» WHAT IS NEEDED
Count the lines of the data that follow that contain the string "below", treating uppercase and lowercase letters as distinct. Reply with the number alone.

----

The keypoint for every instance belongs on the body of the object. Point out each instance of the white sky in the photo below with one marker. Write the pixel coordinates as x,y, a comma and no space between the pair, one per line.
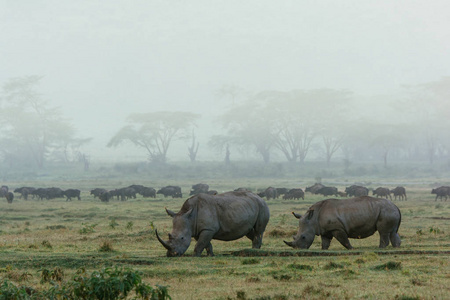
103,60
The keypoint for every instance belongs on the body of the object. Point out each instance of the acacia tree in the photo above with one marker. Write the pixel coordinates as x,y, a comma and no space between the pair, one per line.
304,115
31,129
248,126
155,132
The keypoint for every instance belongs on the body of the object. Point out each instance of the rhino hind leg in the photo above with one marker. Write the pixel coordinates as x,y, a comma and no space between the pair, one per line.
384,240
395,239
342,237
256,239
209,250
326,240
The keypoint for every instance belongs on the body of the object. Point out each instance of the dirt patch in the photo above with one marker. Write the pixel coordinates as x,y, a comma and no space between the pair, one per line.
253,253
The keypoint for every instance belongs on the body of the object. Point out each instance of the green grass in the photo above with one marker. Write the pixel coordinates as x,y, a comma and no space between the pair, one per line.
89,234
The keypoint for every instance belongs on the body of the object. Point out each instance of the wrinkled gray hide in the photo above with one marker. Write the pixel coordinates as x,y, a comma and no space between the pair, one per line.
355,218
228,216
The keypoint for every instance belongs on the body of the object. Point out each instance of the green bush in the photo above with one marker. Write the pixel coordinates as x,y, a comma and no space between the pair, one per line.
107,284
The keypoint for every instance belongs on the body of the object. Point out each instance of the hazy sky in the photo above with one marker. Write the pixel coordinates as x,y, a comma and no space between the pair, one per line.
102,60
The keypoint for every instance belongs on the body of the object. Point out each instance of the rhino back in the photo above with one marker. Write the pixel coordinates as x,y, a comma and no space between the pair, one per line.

----

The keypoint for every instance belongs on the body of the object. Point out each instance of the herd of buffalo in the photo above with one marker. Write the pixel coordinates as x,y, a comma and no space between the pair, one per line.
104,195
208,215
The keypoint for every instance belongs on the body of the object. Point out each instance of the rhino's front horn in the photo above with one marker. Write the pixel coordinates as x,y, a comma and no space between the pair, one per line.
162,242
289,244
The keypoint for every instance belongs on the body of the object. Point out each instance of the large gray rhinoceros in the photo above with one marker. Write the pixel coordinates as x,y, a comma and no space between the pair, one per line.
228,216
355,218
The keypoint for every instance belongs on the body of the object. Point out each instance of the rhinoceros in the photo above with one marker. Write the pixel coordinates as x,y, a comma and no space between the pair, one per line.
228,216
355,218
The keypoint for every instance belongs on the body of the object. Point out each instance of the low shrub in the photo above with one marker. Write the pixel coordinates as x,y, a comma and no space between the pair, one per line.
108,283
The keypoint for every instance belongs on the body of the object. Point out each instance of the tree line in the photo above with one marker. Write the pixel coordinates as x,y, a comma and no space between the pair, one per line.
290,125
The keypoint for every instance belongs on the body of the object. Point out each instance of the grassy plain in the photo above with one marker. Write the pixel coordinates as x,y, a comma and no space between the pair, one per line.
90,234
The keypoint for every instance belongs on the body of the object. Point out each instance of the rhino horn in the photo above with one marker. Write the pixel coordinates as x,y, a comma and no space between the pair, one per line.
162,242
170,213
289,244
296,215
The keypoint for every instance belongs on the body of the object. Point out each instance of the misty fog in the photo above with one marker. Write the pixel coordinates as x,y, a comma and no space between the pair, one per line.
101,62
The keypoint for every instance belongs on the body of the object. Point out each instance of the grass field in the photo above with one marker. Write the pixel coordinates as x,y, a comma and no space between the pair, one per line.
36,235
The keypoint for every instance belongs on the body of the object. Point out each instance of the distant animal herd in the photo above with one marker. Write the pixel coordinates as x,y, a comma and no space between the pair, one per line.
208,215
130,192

----

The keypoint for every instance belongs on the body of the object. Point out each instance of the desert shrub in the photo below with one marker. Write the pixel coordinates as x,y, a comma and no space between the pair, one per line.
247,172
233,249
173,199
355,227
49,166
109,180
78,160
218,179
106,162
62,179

----

» RESPONSE TO THE EXERCISE
2